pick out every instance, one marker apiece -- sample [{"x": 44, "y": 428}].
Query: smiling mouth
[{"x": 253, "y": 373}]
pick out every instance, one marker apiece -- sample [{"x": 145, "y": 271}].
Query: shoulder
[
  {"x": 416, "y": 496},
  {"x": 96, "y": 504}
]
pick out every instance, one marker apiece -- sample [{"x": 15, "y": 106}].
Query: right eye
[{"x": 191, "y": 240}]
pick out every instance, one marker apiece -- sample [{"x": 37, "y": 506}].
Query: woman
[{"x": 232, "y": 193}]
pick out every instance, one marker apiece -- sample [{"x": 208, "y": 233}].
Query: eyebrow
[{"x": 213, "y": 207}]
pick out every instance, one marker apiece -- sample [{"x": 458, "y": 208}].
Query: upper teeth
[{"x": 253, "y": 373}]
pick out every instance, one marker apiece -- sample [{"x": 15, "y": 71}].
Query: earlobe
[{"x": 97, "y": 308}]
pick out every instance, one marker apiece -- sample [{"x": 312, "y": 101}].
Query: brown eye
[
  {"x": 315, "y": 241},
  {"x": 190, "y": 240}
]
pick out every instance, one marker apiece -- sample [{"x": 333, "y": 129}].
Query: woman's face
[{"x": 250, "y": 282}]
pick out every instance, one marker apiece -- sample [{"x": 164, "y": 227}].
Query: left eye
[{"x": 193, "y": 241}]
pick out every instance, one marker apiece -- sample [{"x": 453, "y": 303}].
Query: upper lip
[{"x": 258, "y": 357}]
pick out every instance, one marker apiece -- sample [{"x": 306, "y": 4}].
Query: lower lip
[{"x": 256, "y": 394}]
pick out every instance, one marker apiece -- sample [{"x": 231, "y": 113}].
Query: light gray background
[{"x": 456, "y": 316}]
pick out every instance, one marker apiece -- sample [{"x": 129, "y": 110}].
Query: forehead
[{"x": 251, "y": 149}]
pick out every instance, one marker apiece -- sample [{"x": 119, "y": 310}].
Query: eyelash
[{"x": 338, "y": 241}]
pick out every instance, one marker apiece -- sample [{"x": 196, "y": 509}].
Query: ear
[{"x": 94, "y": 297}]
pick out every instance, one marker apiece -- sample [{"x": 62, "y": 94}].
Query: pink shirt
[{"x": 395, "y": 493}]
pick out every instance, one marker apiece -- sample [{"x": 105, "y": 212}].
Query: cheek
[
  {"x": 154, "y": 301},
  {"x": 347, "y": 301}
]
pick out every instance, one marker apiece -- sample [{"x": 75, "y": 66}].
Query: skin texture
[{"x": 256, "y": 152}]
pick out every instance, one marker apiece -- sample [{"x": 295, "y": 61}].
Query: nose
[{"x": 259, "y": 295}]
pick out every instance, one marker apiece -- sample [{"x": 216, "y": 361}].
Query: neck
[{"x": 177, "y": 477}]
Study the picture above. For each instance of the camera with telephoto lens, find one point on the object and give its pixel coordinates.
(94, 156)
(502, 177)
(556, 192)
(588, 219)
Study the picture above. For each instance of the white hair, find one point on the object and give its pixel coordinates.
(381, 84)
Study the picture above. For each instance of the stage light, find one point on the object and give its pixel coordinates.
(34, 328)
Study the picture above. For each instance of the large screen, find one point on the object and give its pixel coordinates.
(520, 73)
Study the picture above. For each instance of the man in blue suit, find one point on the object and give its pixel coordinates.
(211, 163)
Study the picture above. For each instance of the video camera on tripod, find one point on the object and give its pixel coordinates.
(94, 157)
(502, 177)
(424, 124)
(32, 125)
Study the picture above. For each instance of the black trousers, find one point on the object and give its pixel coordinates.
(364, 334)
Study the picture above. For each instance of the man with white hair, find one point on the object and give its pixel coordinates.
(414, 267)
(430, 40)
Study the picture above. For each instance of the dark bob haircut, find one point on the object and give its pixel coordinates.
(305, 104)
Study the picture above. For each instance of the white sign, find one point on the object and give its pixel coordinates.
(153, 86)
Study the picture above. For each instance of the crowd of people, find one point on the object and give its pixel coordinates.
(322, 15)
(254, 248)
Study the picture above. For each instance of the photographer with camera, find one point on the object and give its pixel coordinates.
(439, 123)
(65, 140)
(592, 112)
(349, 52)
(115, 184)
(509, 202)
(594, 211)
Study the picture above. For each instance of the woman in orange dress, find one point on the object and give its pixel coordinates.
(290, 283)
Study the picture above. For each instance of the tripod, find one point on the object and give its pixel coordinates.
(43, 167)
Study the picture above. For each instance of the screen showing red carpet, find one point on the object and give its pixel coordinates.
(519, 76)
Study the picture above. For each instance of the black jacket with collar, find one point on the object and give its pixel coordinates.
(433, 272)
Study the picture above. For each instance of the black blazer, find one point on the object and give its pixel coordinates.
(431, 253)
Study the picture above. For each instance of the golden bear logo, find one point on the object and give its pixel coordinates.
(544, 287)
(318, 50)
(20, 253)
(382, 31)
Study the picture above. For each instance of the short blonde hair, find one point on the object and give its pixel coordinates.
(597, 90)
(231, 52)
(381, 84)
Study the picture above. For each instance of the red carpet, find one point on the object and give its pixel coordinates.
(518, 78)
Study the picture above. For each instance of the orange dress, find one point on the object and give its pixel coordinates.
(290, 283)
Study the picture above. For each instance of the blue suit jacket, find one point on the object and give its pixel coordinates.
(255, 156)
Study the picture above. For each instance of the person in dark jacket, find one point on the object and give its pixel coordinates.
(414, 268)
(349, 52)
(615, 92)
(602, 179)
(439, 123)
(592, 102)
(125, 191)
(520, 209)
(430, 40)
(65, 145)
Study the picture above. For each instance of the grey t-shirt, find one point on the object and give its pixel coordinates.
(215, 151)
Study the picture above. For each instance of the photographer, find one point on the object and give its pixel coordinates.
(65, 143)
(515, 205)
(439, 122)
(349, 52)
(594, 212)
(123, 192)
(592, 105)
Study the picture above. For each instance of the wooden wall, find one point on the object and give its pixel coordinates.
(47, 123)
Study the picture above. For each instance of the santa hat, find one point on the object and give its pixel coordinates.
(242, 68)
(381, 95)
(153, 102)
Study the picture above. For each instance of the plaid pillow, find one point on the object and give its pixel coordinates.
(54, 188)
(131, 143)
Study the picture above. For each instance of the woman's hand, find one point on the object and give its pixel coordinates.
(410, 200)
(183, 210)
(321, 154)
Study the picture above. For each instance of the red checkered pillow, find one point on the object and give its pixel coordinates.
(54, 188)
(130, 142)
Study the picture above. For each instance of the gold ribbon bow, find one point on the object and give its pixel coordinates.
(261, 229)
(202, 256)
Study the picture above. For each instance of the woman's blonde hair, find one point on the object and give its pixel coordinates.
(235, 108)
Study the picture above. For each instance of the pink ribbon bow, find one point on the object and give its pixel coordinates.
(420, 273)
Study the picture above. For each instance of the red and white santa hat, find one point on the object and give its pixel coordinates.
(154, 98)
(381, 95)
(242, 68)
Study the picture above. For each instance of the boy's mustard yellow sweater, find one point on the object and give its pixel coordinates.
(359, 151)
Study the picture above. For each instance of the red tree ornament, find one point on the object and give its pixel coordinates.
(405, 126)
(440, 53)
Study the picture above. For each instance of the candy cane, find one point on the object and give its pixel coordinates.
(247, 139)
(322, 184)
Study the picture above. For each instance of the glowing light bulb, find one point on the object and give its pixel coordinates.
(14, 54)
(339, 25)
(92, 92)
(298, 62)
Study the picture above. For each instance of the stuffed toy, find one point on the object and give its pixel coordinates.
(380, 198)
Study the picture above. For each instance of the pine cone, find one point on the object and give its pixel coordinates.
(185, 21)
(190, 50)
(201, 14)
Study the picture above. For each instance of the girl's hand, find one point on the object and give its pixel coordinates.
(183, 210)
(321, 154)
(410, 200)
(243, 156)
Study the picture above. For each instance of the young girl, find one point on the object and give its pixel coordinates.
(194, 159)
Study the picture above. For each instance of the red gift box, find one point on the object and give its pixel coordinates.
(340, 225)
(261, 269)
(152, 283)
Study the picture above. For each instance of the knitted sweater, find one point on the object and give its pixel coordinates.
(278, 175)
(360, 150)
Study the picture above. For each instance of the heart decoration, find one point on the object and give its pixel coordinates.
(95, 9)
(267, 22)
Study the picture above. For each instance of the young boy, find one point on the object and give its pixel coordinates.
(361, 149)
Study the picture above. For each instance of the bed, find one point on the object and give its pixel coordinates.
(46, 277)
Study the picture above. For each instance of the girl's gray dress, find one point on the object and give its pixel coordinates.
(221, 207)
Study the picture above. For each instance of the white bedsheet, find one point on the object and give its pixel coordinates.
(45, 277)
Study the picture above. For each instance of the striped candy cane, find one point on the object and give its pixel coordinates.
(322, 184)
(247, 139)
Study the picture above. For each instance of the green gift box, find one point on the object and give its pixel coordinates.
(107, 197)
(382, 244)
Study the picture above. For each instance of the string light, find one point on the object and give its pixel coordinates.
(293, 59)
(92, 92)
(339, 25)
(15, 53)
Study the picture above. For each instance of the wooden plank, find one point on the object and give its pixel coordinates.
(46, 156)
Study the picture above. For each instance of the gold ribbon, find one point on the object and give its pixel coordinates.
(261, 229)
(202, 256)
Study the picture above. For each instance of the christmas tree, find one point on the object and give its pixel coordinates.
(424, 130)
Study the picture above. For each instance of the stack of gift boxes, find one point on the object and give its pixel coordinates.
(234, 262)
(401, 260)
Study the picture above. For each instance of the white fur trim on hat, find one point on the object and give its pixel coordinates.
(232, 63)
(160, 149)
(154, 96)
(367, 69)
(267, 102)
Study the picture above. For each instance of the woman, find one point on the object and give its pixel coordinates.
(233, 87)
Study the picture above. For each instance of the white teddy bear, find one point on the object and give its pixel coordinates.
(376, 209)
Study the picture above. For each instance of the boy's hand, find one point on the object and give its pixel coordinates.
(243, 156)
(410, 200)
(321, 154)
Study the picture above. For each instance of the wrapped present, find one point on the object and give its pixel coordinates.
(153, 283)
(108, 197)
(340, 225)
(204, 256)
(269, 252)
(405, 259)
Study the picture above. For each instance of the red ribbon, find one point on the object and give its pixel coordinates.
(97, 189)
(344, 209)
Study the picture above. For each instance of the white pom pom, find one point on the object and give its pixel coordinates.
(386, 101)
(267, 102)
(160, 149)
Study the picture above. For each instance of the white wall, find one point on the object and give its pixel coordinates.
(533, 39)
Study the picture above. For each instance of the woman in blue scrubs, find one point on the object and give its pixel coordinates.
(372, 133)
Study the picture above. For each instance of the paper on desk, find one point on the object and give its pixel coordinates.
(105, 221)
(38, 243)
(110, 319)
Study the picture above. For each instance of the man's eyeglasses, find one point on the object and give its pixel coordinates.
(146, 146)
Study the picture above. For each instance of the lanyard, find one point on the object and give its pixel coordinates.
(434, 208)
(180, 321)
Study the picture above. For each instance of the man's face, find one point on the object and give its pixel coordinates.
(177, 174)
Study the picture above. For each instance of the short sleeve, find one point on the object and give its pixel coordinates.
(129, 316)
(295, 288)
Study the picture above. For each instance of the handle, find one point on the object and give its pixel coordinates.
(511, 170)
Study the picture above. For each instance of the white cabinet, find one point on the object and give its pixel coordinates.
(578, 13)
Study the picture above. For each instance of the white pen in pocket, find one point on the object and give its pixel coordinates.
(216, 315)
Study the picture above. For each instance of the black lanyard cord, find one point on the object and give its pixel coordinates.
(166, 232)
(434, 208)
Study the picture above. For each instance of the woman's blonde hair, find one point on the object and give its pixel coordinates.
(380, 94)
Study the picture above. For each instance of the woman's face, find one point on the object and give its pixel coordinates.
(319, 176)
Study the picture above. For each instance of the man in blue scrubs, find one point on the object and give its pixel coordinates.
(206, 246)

- - - -

## [REQUEST]
In the entries above, find the line containing "the man's face, find". Set down that line and every line after it through the last one, exactly and alone.

## [FULL ANSWER]
Study the picture above. For each instance of the man's face, find one point on the object and give its pixel coordinates.
(177, 174)
Study the picture above. For each instance of the short sleeve, find one point on the object and give its pixel coordinates.
(129, 316)
(295, 288)
Study the picture above. For each instance of the handle, find one point on the object and give its pixel coordinates.
(511, 170)
Study the picture above. For each instance of the white cabinet, find one point on the object and give its pixel coordinates.
(578, 13)
Study the picture above. For each instance of the white pen in pocket, find one point on the object and give its pixel coordinates.
(216, 315)
Study the picture above. For each instance of the black lanyard cord, find one point on the object and give its pixel coordinates.
(166, 232)
(434, 208)
Study the picture above. For each instance of the woman's blonde hair, find one point on the object and give its pixel coordinates.
(380, 94)
Study the picture above. For each instance of the woman's face, find one point on the object and give its pixel coordinates.
(319, 176)
Study the picture above. For each instance of the man in blue scrubs, find one point on the object and give its pixel coordinates.
(206, 246)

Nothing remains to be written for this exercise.